- Excerpt
━━━━━━

This R0 harness is the foundation. Planned additions, each gated on measured
numbers committed here:

- ~~LongMemEval-S runner~~ Done; see above (`scripts/bench/longmemeval.mjs`).
- ~~LOCOMO runner~~ Done; see above (`scripts/bench/locomo.mjs`).
- ~~ConvoMem runner~~ Done; see above (`scripts/bench/convomem.mjs`).
- ~~MemBench runner~~ Done; see above (`scripts/bench/membench.mjs`). **4/4
  public-benchmark parity with MemPalace.**
- Bigger held-out gold set; before/after numbers for each retrieval change.
- ~~Latency dashboard at 1K / 10K / 100K vectors.~~ Done at 1K / 10K / 50K;
  see "Latency at scale" above (`scripts/battle/verify-scale.mjs`). 100K is
  bounded by the documented O(n) write-path cost, not the sub-second retrieval
  goal.

## Benchmark integrity

Aggregate claims are only as good as their auditability:

- Committed per-question artifacts: every public-benchmark runner accepts
  `--out <path>` and writes the full report plus per-question rows.

━━━━━━

- Data supplied
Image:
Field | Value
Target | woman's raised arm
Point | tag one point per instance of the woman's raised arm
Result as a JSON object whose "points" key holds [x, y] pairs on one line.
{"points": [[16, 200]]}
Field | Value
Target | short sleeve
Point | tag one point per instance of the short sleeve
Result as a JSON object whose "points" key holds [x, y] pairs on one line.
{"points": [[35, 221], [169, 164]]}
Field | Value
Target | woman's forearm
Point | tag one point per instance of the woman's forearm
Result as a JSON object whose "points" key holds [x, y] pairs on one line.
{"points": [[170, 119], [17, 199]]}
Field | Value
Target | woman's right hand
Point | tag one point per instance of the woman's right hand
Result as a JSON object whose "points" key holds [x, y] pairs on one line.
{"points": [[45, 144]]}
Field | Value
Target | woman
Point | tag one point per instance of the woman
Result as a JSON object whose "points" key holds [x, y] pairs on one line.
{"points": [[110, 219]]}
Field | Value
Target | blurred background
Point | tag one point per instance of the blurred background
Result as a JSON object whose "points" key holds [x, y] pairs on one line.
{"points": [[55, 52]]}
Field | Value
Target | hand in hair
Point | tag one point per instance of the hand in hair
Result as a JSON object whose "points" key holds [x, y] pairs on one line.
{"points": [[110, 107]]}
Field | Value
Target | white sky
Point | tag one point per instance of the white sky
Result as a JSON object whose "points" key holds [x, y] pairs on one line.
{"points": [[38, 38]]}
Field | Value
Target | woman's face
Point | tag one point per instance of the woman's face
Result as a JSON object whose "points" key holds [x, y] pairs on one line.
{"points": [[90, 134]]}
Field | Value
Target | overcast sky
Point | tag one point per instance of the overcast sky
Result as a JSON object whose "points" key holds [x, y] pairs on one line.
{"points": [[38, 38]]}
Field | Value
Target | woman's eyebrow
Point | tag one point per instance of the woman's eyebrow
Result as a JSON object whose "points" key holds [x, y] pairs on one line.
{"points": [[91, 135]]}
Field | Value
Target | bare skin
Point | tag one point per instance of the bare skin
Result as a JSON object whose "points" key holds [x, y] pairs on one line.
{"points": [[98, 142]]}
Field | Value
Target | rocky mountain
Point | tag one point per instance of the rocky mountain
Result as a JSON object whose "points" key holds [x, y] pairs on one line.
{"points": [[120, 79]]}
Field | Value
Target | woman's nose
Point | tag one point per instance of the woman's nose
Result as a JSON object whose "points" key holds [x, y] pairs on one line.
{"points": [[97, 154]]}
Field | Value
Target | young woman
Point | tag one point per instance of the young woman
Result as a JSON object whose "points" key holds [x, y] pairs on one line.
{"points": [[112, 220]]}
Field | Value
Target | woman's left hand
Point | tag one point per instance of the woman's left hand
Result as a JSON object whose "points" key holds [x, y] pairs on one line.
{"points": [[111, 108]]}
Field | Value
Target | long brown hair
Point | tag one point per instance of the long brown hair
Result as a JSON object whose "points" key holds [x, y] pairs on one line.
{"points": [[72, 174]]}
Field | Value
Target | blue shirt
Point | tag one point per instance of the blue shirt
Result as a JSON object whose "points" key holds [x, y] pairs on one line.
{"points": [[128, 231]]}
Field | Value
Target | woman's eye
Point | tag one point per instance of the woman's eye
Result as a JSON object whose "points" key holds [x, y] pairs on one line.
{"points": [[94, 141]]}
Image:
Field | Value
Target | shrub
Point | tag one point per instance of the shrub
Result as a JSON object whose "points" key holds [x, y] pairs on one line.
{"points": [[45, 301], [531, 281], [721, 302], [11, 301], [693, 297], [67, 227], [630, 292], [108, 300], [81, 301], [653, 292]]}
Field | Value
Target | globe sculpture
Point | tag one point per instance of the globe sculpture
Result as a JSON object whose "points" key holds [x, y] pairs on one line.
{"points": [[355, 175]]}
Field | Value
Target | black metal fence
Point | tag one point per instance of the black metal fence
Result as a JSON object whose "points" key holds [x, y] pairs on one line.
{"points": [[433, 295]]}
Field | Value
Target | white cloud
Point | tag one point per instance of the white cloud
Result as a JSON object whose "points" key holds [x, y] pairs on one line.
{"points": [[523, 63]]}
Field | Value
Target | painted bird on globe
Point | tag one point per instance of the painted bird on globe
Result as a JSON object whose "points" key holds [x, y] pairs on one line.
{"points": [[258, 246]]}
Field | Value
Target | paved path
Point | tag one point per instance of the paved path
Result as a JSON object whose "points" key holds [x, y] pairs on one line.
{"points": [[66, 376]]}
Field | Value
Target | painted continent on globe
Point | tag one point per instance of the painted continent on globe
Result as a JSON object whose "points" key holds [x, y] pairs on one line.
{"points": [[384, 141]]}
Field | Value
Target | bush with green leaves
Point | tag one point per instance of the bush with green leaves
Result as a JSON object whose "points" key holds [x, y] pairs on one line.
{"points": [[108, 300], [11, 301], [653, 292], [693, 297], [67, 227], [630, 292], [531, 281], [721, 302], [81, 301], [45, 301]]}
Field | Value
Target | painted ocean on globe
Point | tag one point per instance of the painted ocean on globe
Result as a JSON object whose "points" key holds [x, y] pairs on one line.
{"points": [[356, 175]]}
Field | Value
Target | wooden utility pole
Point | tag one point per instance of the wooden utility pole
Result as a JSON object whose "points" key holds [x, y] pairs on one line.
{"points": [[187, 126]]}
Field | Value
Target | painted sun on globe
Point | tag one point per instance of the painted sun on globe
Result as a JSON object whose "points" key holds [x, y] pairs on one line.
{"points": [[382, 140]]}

━━━━━━

- Required tasks
1. Write out the passage of the benchmark notes that begins at the words "- ~~LongMemEval-S runner~~" and stops after the words "each retrieval change.".
2. For each statement, say yes or no according to the benchmark notes and quote the words that decide it. (a) The latency dashboard was completed at 100K vectors. (b) Every public-benchmark runner accepts an `--out <path>` option. (c) The MemBench runner is located at `scripts/bench/membench.mjs`.
The records play no part in this work.

- Outputs by task
1.
- ~~LongMemEval-S runner~~ Done; see above (`scripts/bench/longmemeval.mjs`).
- ~~LOCOMO runner~~ Done; see above (`scripts/bench/locomo.mjs`).
- ~~ConvoMem runner~~ Done; see above (`scripts/bench/convomem.mjs`).
- ~~MemBench runner~~ Done; see above (`scripts/bench/membench.mjs`). **4/4
  public-benchmark parity with MemPalace.**
- Bigger held-out gold set; before/after numbers for each retrieval change.

2.
(a) No: "Done at 1K / 10K / 50K"
(b) Yes: "every public-benchmark runner accepts `--out <path>`"
(c) Yes: "Done; see above (`scripts/bench/membench.mjs`)"